TRECHO DO TEXTO:
━━━

Mas, quando falamos em coisas tão grandiosas como pretensa neutralidade, originalidade, responsabilidade, na verdade falamos de coisas muito simples.



Pois, na esteira da negação da "marca pessoal" na tradução aparece, como consequência quase natural e automática, a ideia de que o desejável é que o tradutor seja invisível. Isso é um pouco complicado, porque aqui se misturam dois planos que, a meu ver, são muito distintos: o tradutor como sujeito empírico e a obra de tradução em sua materialidade, mas não trataremos disso agora. O que há é que, quando se fala em "invisibilidade" do tradutor ou da tradução, seja em sentido positivo ou negativo, costumamos entender que o termo se refere a um tipo de texto traduzido que não mostra, deixa oculto, esconde, mantém invisível – ou como se queira dizer – o trabalho executado durante a tradução. E que tal resultado é obtido com maior frequência pelo tradutor que tenta deliberadamente não deixar sua marca pessoal na tradução.





Então, a pergunta que se coloca é: mas, afinal, o que seria a marca pessoal que deixo numa tradução? Aquilo em que ela se afasta do original? Mas como, no que ela se afasta do original? Peguemos um exemplo muito simples e conhecido: diante de I swam across the river, o que faríamos? Traduziríamos "eu nadei através do rio"? Pois afinal é assim que está no original:



I = eu

Swam = nadei

Across = através d'

The = o

River = rio



Portanto: eu + nadei + através d' + o + rio.



Não interfiro, atenho-me estritamente ao original, as palavras passam através de mim como instrumento de transmissão: não deixo minha marca pessoal.



Não faz mal que em português ninguém nade "através" de um rio, pois aqui, hipoteticamente, o que importa é que não posso ou não devo colocar minha marca pessoal – no caso, meu domínio ou minha relação com a língua materna. Em minha língua materna, ouço, falo, leio, escrevo: "atravessei o rio nadando", "cruzei o rio a nado", "atravessei o rio a nado" ou similares.



Por outro lado, perante a mesma frase em inglês, eu não reagiria em português dizendo "nadei pelo rio" ou "fui nadando pelo rio", pois eu acharia que o "pelo" não esclarece se nadei de uma margem à outra ou pelo rio abaixo, se fui no sentido da largura ou do comprimento. No entanto, ainda para a mesma frase, não desdenharia nem torceria o nariz se um colega se saísse com um "nadei até a outra margem do rio".



Assim, o que se coloca é a naturalidade da língua, a fluência, o uso. E não apenas a fluência no português, mas em primeiro lugar a fluência na língua de partida. É fluente dizer "I swam across the river" em inglês? Sim, tremendamente. É usual. É fluente dizer "Eu nadei através do rio" em português? Não, nem um pouco. É estranho.

━━━

O QUE FAZER:
1. Reproduza fielmente a parte do texto sobre tradução que começa em "Portanto: eu +" e segue até "minha marca pessoal.".
2. Com base no texto sobre tradução, explique por que a versão "nadei pelo rio" não seria adotada para a frase em inglês.
3. No texto sobre tradução, qual solução de um colega não seria desdenhada para traduzir "I swam across the river"?

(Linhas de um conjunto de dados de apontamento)
━━━

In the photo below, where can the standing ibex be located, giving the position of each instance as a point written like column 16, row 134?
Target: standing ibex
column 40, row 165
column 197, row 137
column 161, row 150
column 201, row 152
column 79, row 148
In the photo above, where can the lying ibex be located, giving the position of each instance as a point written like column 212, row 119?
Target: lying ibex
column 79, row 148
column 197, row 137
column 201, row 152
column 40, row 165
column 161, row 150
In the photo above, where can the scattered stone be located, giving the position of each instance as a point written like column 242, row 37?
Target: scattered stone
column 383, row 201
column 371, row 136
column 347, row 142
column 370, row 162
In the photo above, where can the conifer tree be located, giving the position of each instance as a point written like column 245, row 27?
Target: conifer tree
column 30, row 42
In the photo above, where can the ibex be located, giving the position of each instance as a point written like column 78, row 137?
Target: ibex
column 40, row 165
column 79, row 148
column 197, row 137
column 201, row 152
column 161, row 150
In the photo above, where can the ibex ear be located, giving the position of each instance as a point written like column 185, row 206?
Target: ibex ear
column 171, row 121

━━━

RESPOSTAS ESPERADAS:
1.
Portanto: eu + nadei + através d' + o + rio.



Não interfiro, atenho-me estritamente ao original, as palavras passam através de mim como instrumento de transmissão: não deixo minha marca pessoal.

2. Porque o "pelo" não deixa claro se a pessoa nadou de uma margem à outra ou pelo rio abaixo, ou seja, se foi no sentido da largura ou do comprimento.

3. A solução "nadei até a outra margem do rio".